• **Texto fornecido**:
════════════════════

Observatório Constitucional

O Supremo Tribunal Federal já julga com perspectiva de gênero

Autor

  • Christine Peter da Silva

    é doutora em Direito Estado e Constituição pela Universidade de Brasília professora titular de Direito Constitucional do UniCeub-DF e secretária-geral do Tribunal Superior Eleitoral.

17 de junho de 2023, 8h00

O tema escolhido para minha reflexão semestral no Observatório da Jurisdição Constitucional, grupo a que me vinculo desde as primeiras ideias, é o julgamento com perspectiva de gênero, no âmbito do Supremo Tribunal Federal. A par de explicitar as premissas do referido protocolo, especialmente aquelas expressamente registradas na Resolução do CNJ nº 492/2023, serão apresentados dois precedentes do STF em que a perspectiva de gênero esteve presente no julgamento.

O Estado democrático de Direito brasileiro, ao reconhecer, na Constituição e nas leis, a igualdade formal entre homens e mulheres, potencializa a igualdade material [1], meta que constitui e é constituída pela ideia de democracia paritária [2]. A igualdade material entre os cidadãos e cidadãs de uma nação tem consequências para toda a sociedade, pois tanto no plano dos direitos individuais, quanto no âmbito dos direitos coletivos e das políticas públicas, a igualdade de gênero apresenta-se como fator decisivo para o desenvolvimento sustentável, tanto sob o ponto de vista econômico, quanto sócio-cultural.

════════════════════

• **Tarefas**:
[A] No artigo sobre julgamento com perspectiva de gênero, qual resolução do CNJ registra expressamente as premissas do protocolo?
[B] Reescreva em forma de lista o parágrafo do artigo sobre julgamento com perspectiva de gênero que começa com "O Estado democrático de Direito brasileiro", mantendo seus fatos principais.

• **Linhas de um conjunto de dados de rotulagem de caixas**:

════════════════════

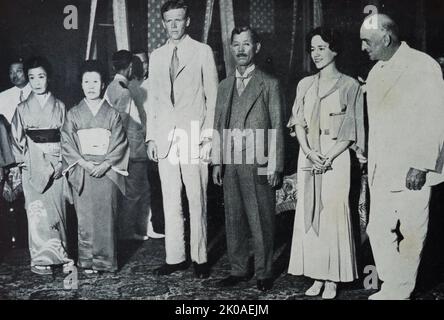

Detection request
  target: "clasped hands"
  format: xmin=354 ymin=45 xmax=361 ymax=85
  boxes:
xmin=79 ymin=161 xmax=111 ymax=178
xmin=306 ymin=150 xmax=332 ymax=174
xmin=405 ymin=168 xmax=427 ymax=190
xmin=147 ymin=139 xmax=212 ymax=163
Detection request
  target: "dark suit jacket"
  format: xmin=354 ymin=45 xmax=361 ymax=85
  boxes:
xmin=212 ymin=67 xmax=284 ymax=174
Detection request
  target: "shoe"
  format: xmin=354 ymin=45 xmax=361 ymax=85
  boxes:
xmin=147 ymin=219 xmax=165 ymax=239
xmin=193 ymin=262 xmax=210 ymax=279
xmin=217 ymin=276 xmax=251 ymax=287
xmin=63 ymin=261 xmax=74 ymax=274
xmin=305 ymin=280 xmax=324 ymax=297
xmin=131 ymin=233 xmax=150 ymax=241
xmin=154 ymin=261 xmax=188 ymax=276
xmin=31 ymin=266 xmax=52 ymax=275
xmin=257 ymin=278 xmax=273 ymax=292
xmin=83 ymin=269 xmax=99 ymax=274
xmin=322 ymin=281 xmax=337 ymax=300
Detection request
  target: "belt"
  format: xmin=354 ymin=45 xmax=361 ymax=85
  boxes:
xmin=25 ymin=129 xmax=60 ymax=143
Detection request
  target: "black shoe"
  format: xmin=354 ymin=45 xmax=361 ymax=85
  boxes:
xmin=218 ymin=276 xmax=251 ymax=287
xmin=257 ymin=278 xmax=273 ymax=292
xmin=193 ymin=262 xmax=210 ymax=279
xmin=154 ymin=261 xmax=188 ymax=276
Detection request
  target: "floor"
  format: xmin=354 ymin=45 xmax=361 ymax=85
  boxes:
xmin=0 ymin=210 xmax=444 ymax=300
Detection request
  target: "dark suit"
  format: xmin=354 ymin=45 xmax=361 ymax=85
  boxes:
xmin=212 ymin=68 xmax=284 ymax=279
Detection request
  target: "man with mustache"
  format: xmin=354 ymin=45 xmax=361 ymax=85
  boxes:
xmin=212 ymin=26 xmax=284 ymax=291
xmin=361 ymin=14 xmax=444 ymax=300
xmin=146 ymin=0 xmax=218 ymax=278
xmin=0 ymin=57 xmax=31 ymax=246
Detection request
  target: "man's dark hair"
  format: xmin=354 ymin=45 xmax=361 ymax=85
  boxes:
xmin=306 ymin=27 xmax=342 ymax=55
xmin=23 ymin=57 xmax=52 ymax=80
xmin=160 ymin=0 xmax=189 ymax=19
xmin=231 ymin=26 xmax=261 ymax=44
xmin=79 ymin=60 xmax=106 ymax=83
xmin=112 ymin=50 xmax=133 ymax=72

════════════════════

• **Respostas por tarefa**:
[A] A Resolução do CNJ nº 492/2023.

[B]
- Ao reconhecer na Constituição e nas leis a igualdade formal entre homens e mulheres, o Estado democrático de Direito brasileiro potencializa a igualdade material.
- Essa meta constitui e é constituída pela ideia de democracia paritária.
- A igualdade material entre cidadãos e cidadãs tem consequências para toda a sociedade.
- Nos direitos individuais, nos direitos coletivos e nas políticas públicas, a igualdade de gênero é fator decisivo para o desenvolvimento sustentável, tanto econômico quanto sociocultural.